THE EXERCISE: Take the line containing "target | egg yolk" and every line after it in the data below, and print them exactly as given, with nothing else.

MATERIAL PROVIDED:
----------------------------------------

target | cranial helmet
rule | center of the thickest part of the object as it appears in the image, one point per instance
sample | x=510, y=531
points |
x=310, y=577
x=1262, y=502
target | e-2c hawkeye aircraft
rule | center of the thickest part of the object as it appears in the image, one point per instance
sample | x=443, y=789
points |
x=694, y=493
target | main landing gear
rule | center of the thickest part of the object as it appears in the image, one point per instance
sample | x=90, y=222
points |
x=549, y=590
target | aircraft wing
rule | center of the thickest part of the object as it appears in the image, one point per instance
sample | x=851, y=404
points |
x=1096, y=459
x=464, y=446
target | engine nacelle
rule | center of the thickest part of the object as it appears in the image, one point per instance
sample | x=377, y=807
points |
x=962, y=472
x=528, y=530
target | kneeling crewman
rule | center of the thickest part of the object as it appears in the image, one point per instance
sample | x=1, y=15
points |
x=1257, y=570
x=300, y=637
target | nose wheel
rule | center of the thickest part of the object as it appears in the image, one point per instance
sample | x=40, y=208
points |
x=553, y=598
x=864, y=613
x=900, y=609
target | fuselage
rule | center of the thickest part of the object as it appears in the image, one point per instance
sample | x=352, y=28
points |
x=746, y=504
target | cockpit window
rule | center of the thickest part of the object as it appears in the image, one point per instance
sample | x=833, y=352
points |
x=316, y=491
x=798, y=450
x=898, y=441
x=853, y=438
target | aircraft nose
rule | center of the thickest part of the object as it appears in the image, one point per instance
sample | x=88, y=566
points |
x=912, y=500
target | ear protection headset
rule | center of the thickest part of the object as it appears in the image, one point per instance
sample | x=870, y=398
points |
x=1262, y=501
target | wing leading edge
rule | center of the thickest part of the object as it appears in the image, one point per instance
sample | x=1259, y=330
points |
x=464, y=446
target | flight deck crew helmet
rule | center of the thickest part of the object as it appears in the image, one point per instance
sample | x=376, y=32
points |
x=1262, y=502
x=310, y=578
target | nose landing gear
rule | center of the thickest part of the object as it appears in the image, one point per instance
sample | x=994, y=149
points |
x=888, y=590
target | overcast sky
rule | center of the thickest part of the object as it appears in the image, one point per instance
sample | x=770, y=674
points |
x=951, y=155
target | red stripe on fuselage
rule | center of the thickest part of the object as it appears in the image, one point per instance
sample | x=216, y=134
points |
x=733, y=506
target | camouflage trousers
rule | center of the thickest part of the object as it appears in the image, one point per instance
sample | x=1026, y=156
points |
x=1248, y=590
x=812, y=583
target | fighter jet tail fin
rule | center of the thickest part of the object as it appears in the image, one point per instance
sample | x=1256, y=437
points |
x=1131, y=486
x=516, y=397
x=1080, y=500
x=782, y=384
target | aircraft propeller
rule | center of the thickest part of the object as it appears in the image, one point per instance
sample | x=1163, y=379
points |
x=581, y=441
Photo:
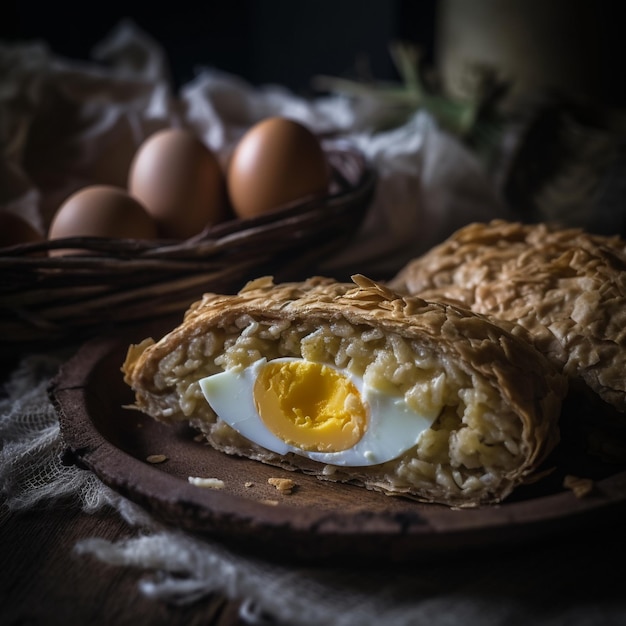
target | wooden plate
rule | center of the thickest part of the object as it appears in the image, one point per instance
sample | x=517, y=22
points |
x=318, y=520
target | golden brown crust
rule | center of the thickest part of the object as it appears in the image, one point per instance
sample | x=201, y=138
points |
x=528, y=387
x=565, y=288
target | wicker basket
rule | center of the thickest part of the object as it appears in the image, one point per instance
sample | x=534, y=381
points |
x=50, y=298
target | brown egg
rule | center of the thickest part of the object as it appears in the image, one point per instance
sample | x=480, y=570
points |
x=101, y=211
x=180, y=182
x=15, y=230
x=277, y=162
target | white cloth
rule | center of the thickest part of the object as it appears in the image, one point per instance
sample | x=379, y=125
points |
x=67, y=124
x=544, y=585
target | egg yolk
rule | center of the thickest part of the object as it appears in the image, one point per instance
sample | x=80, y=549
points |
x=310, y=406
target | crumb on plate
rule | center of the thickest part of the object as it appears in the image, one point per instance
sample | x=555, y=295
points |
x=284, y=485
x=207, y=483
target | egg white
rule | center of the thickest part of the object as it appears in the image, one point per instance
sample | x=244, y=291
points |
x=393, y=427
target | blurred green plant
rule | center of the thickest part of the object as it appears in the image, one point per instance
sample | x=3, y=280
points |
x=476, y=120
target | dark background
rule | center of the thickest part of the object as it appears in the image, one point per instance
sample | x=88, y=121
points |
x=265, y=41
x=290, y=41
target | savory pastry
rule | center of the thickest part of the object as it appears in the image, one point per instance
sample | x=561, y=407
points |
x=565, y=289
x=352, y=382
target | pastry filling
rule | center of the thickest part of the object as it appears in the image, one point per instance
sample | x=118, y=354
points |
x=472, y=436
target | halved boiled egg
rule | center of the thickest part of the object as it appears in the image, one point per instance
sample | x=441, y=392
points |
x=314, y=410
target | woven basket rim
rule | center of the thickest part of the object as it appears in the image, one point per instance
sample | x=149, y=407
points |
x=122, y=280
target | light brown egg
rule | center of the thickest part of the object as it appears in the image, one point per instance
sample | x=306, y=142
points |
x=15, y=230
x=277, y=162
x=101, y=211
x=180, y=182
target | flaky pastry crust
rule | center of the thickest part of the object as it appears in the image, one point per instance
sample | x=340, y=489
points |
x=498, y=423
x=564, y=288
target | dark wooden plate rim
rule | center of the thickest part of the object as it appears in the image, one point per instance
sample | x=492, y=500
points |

----------------------------------------

EXERCISE RESULT:
target | egg yolk
rule | center of the thickest part of the object as it appears in the image, one point per instance
sample | x=80, y=549
points |
x=310, y=406
target | crumb on plate
rule | center of the thickest part of the object as it appears in the image, one point per instance
sample | x=555, y=295
points |
x=284, y=485
x=207, y=483
target | egg white
rule | center of the thickest part of the object as it appears in the image, one point per instance
sample | x=244, y=291
points |
x=393, y=427
target | blurred green plant
rule | center of the thickest part of the object as it appears in the image, one point per instance
sample | x=3, y=280
points |
x=476, y=120
target | dark background
rule | center of the thickest part of the object as it appears in the image, one point per instance
sample | x=88, y=121
points |
x=265, y=41
x=290, y=41
target | savory pastry
rule | center of the thickest part of the object as it appears in the image, one point per instance
sample | x=561, y=407
points |
x=565, y=289
x=352, y=382
target | pastry filling
rule | center of the thickest part of the object as it appears in the image, one point per instance
sample | x=118, y=354
points |
x=472, y=436
target | halved boiled egg
rule | center of the thickest part of the object as it appears in the image, one point per instance
sample | x=441, y=392
points |
x=314, y=410
target | woven basket rim
rule | center of the thickest part of the object as it appears in the image, one point per instance
sample | x=149, y=407
points |
x=122, y=280
target | light brown egg
rule | center of the thickest part of the object as it appears in the image, one point per instance
sample | x=306, y=142
points |
x=15, y=230
x=277, y=162
x=101, y=211
x=180, y=182
target | flaky pastry crust
rule | center of the thickest part of the object as it appears in the image, one point per instance
sample | x=340, y=489
points |
x=498, y=423
x=564, y=288
target | dark wooden plate rim
rule | center of the thickest part of the object as it appears in the image, one point per instance
sample | x=492, y=500
points |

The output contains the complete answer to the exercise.